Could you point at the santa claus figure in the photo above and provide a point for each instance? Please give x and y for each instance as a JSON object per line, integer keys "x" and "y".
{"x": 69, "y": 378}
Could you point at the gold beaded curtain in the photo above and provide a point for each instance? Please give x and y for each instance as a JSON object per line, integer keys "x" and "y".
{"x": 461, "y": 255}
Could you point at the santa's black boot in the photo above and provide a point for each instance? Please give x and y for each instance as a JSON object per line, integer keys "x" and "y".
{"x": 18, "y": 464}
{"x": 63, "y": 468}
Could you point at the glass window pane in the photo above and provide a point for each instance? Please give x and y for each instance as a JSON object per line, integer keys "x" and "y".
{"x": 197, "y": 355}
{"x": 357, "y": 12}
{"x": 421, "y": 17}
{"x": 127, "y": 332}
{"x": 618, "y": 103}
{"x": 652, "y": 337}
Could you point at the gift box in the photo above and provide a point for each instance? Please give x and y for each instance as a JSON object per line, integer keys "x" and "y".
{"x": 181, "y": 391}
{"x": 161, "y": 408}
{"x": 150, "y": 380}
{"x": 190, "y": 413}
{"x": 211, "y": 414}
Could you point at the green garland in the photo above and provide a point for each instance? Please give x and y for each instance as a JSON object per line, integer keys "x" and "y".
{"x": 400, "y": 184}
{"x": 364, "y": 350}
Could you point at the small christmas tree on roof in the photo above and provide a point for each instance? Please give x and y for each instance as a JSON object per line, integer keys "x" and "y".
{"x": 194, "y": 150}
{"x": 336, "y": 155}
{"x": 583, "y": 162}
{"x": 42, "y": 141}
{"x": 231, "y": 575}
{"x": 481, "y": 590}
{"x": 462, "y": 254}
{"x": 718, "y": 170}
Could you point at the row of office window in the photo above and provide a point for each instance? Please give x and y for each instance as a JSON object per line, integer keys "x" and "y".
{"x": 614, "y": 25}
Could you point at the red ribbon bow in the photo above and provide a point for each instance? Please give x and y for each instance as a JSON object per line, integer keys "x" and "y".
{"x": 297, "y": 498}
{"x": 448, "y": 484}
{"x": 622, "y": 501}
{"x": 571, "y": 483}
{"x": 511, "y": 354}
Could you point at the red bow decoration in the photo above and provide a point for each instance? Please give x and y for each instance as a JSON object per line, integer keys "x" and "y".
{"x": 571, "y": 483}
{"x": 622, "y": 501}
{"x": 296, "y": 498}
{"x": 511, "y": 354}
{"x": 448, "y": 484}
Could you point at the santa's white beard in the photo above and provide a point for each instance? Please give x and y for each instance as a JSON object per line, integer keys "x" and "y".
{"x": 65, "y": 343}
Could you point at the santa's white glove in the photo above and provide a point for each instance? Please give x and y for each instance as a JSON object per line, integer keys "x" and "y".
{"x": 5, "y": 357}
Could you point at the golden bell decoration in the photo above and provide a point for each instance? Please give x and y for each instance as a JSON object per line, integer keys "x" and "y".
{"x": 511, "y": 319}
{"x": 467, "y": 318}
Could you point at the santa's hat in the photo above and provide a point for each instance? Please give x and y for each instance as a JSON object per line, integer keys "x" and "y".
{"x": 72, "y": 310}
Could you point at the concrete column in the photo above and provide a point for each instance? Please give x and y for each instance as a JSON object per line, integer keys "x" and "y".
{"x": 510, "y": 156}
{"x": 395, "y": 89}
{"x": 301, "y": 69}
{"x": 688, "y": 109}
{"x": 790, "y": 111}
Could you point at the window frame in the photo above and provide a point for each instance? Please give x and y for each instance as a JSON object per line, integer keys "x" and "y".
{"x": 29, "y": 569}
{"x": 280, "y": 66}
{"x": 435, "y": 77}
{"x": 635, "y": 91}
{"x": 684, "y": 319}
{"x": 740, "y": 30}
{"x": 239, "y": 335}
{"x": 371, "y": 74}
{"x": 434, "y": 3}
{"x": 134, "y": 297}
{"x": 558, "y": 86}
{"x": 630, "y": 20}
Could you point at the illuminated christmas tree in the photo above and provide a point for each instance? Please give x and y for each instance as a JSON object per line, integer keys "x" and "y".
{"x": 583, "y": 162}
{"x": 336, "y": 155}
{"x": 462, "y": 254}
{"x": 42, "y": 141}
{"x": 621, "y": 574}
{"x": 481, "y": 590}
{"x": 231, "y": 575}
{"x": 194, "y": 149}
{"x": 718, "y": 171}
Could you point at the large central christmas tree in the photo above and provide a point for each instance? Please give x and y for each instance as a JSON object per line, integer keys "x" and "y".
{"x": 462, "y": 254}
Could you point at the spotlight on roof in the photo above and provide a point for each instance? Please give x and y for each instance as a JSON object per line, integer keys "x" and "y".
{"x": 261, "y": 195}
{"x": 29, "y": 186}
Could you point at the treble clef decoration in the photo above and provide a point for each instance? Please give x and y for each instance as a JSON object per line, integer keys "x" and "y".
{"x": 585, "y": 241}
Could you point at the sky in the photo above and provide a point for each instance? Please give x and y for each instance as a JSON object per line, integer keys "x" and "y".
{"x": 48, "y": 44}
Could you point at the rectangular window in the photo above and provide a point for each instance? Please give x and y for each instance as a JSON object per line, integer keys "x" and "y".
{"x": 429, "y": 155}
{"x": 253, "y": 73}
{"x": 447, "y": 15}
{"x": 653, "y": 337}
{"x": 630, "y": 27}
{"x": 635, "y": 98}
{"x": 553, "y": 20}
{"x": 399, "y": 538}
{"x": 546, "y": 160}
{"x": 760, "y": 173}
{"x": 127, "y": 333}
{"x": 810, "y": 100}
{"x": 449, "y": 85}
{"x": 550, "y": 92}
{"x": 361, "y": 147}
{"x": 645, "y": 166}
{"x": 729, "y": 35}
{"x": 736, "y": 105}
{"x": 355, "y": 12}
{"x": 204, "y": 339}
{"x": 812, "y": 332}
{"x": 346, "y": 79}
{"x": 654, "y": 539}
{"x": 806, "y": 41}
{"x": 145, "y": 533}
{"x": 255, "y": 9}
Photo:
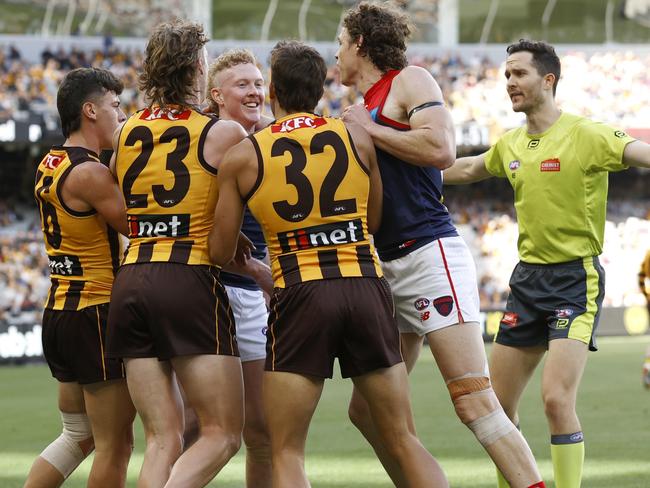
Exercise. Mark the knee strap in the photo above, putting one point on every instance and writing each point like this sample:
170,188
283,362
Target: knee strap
487,428
64,452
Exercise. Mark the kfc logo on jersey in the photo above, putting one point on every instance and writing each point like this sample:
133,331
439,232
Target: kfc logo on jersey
444,305
65,265
52,161
510,319
164,114
298,123
159,225
421,303
322,235
550,165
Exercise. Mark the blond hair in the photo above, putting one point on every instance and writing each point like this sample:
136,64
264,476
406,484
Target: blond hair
226,60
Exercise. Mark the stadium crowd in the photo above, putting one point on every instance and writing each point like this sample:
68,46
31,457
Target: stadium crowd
613,87
488,226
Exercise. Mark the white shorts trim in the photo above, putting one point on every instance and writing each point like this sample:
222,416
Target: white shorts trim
249,309
434,286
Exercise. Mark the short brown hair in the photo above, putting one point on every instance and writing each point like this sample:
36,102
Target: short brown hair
298,74
226,60
545,59
385,31
79,86
169,67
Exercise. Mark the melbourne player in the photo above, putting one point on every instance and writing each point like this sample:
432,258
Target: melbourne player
558,165
428,266
81,209
313,184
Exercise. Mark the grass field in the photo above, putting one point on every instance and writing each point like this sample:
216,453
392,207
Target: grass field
614,409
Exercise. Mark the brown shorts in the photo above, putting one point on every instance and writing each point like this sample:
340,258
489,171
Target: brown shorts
314,322
73,345
166,310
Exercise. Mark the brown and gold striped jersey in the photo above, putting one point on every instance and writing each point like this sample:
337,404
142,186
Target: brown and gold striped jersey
311,199
170,190
83,251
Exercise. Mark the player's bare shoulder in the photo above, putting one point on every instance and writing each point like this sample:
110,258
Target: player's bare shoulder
363,143
416,82
223,135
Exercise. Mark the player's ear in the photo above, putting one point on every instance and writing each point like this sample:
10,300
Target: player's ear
216,95
88,110
549,81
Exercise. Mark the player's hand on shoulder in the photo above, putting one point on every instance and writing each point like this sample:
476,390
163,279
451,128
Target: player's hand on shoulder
357,114
245,248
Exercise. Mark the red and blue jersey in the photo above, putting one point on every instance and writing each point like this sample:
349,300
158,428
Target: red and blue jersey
413,214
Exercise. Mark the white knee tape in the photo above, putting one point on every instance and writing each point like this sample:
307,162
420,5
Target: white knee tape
64,453
491,427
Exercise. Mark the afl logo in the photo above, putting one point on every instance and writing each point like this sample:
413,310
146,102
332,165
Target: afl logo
421,303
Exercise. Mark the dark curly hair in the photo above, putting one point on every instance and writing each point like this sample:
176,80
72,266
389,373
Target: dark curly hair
169,67
297,73
385,31
78,87
545,59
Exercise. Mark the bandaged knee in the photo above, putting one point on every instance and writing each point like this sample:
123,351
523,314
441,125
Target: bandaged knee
64,453
479,409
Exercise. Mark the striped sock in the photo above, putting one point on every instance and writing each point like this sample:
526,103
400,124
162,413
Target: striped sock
568,455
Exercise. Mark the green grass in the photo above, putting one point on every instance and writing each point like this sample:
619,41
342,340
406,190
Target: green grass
614,410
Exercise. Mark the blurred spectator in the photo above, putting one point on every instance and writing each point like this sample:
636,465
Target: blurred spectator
612,87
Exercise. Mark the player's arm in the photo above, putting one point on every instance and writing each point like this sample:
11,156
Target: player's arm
637,153
431,140
229,212
466,170
92,185
220,138
366,150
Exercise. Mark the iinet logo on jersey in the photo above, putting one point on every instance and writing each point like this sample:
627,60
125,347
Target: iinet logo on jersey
300,122
550,165
159,225
165,114
322,235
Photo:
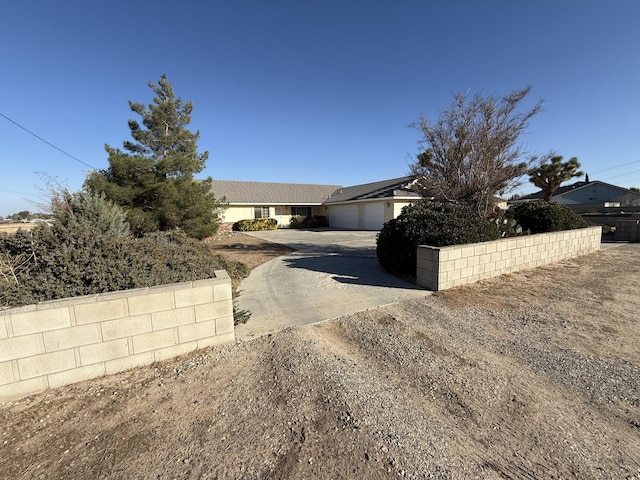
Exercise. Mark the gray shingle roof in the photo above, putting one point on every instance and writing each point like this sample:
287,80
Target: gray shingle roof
569,188
396,187
272,193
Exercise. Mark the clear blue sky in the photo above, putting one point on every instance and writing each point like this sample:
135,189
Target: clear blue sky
311,91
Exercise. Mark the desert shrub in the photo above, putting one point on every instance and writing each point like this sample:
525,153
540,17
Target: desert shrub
255,225
60,261
508,226
88,209
541,217
316,221
429,223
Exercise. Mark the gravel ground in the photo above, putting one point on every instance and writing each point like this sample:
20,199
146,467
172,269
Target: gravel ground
531,375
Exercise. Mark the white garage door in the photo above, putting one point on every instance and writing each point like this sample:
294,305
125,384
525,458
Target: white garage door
343,216
373,216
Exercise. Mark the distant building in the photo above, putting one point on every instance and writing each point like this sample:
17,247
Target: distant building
588,195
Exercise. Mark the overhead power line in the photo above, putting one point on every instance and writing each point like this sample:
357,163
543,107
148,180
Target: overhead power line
48,143
614,167
621,175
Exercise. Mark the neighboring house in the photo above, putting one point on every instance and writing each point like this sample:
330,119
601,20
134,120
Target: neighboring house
282,201
359,207
369,206
593,195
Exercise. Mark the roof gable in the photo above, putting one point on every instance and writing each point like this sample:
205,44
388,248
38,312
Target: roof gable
256,193
395,187
574,187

##########

> [Given instruction]: Retype exactly, please, each line from the line that contains "Exercise. Mark the white garage" through the last line of the entries above, with nothing added.

> [Exercise answer]:
Exercise. Mark the white garage door in the photo above, putting one point on every instance and writing each point like this sample:
294,305
125,384
525,458
Target: white garage door
343,216
373,216
Exercise. Mark the distant building in the photo above, putting one point on every instance and writing each point like this sample:
17,247
Target: distant building
588,195
Exercise. Mark the overhead power line in the photo above, putting one point on every instance and writing each point like this sample:
357,163
543,107
148,180
Target: overhead power line
48,143
614,167
621,175
Exercise. Mark the neighboring house in the photo above, putting one point on every instance and writing each point like this sample:
330,119
601,20
134,120
Target: neighboring house
282,201
359,207
369,206
593,195
Exercise. Mark the roof gable in the photo above, putting one point on every instance and writing each point like this sample:
205,44
388,248
38,312
Target: roof gable
256,193
395,187
574,187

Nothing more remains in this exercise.